- **Travail à faire**
#1 Recopiez fidèlement le passage de l'article sur les droits des paysans qui va de « Loin de s’arranger, cette » jusqu'à « leurs propres semences. ».
#2 Prolongez l'article sur la déclaration de l'ONU relative aux droits des paysans, en reprenant juste après sa dernière phrase.

Le Luxembourg est, avec le Portugal, le seul pays de l’UE à avoir voté pour la Déclaration des Nations unies sur les droits des paysans, le 17 décembre dernier. Les ONG luxembourgeoises saluent le geste.
Les chiffres sont aussi méconnus qu’étonnants : en 2019, 45% de la population active mondiale travaille dans l’agriculture et les paysans, petits et moyens exploitants, produisent 70% de la nourriture mondiale. Paradoxe absolu : 80% des personnes souffrant de la faim dans le monde sont des paysans alors que plus des deux tiers d’entre eux vit dans l’extrême pauvreté.
Loin de s’arranger, cette situation se dégrade au fil des années sous l’effet des politiques néolibérales qui imposent depuis 30 ans des accords de libre-échange destructeurs pour l’agriculture des pays du Sud, contraints d’importer à bas prix les produits de l’agriculture subventionnée des pays développés. D’autres effets de ces politiques détériorent aussi le quotidien de millions de paysans : l’accaparement croissant des terres par des multinationales de l’agroalimentaire ou le brevetage des semences privant les paysans d’exercer le droit fondamental d’utiliser leurs propres semences.
Lutte commencée il y a 17 ans
Face à ce rouleau compresseur, des syndicats et organisations de la société civile se battent depuis 2001 pour faire reconnaître les droits des paysans. Aussi, le vote de l’Assemblée générale des Nations unies, le 17 décembre dernier, en faveur de la «Déclaration sur les droits des paysans et des autres personnes travaillant dans les zones rurales» représente un tournant historique dans leur combat, à défaut d’être une victoire déterminante.
Le texte est l’aboutissement d’une lutte commencée il y a 17 ans en Indonésie quand un syndicat de paysans s’est dressé contre l’accaparement de leurs terres pour la culture de palmiers à huile. Ils avaient été rapidement soutenus et rejoints par La Via Campesina dont les 250 millions de membres constituent la plus grande organisation de la société civile au monde. Son rôle a été déterminant dans la conquête de ces nouveaux droits.
Bien que cette déclaration ne soit pas contraignante, «elle donne aux paysans du monde entier des ressources juridiques pour faire valoir leurs droits spécifiques, à l’heure où les multinationales sont parvenues à inscrire la défense de leurs intérêts dans divers instruments juridiques internationaux», écrivent treize ONG luxembourgeoises dans un communiqué publié jeudi dernier.
«Il est trop tôt pour identifier les développements juridiques qu’on peut donner à la déclaration, mais dans un premier temps le plus important est que les paysans se l’approprient, qu’ils sachent que ça existe, qu’ils disposent d’un outil pour se battre», souligne Marine Lefebvre, responsable du service information de SOS faim, l’une des organisations luxembourgeoises qui ont milité pour l’adoption du texte auprès des autorités du Grand-Duché.

Entrées d'annotation de régions

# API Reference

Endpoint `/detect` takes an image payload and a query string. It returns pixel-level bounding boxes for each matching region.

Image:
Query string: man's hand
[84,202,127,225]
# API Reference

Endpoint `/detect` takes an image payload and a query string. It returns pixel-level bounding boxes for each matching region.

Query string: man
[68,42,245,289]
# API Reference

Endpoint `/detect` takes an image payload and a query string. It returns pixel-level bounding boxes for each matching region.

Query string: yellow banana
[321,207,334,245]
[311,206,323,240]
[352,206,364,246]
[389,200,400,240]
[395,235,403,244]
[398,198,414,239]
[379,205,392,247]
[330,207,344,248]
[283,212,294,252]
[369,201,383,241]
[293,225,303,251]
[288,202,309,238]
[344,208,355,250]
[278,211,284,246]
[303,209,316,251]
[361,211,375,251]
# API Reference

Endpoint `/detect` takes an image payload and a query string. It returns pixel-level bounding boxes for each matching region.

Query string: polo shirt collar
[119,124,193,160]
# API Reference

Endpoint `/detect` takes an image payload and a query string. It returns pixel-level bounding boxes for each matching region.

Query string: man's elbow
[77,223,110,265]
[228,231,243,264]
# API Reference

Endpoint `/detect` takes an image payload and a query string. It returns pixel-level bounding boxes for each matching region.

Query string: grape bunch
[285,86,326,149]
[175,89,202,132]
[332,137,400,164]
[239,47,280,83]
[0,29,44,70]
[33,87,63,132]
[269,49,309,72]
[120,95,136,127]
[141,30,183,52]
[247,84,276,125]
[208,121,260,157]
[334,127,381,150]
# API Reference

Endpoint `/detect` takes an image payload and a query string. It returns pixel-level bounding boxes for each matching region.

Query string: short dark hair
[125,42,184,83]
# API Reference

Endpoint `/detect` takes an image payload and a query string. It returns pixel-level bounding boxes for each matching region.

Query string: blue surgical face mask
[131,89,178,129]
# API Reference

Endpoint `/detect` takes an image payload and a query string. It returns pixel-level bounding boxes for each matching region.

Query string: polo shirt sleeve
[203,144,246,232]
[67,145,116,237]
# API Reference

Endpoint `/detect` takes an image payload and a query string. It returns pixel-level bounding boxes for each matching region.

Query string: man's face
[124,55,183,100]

- **Corrigé de l'exercice**
#1
Loin de s’arranger, cette situation se dégrade au fil des années sous l’effet des politiques néolibérales qui imposent depuis 30 ans des accords de libre-échange destructeurs pour l’agriculture des pays du Sud, contraints d’importer à bas prix les produits de l’agriculture subventionnée des pays développés. D’autres effets de ces politiques détériorent aussi le quotidien de millions de paysans : l’accaparement croissant des terres par des multinationales de l’agroalimentaire ou le brevetage des semences privant les paysans d’exercer le droit fondamental d’utiliser leurs propres semences.

#2
Jean Asselborn suit les ONG
Un plaidoyer couronné de succès puisque le ministre des Affaires étrangères, Jean Asselborn, et ses services les ont suivis dans leur revendication. Ainsi, le 17 décembre dernier, à New York, le Luxembourg a voté pour le texte, comme 122 autres pays. Le Grand-Duché est avec le Portugal le seul membre de l’Union européenne à s’être prononcé en faveur de cette déclaration.
Les grands pays industriels et puissances agricoles comme les États-Unis ont voté contre, tandis que d’autres, à l’image de la France ou de l’Allemagne, se sont abstenus. Ils ont fondé leur opposition sur le fait que le texte n’ait pas de portée universelle mais crée un droit spécifique pour les paysans.
«La déclaration crée un droit spécifique face à un problème spécifique», réplique Marine Lefebvre. «Sans surprise, les pays du Nord, comme les États-Unis et la France n’ont pas voté pour cette déclaration», écrivait en décembre l’historienne Chloé Maurel. «Ces pays sont exportateurs de semences et de produits phytosanitaires, ils sont liés aux intérêts des grandes firmes multinationales de l’agroalimentaire», poursuivait cette spécialiste de l’ONU dans une tribune publiée par le quotidien français L’Humanité.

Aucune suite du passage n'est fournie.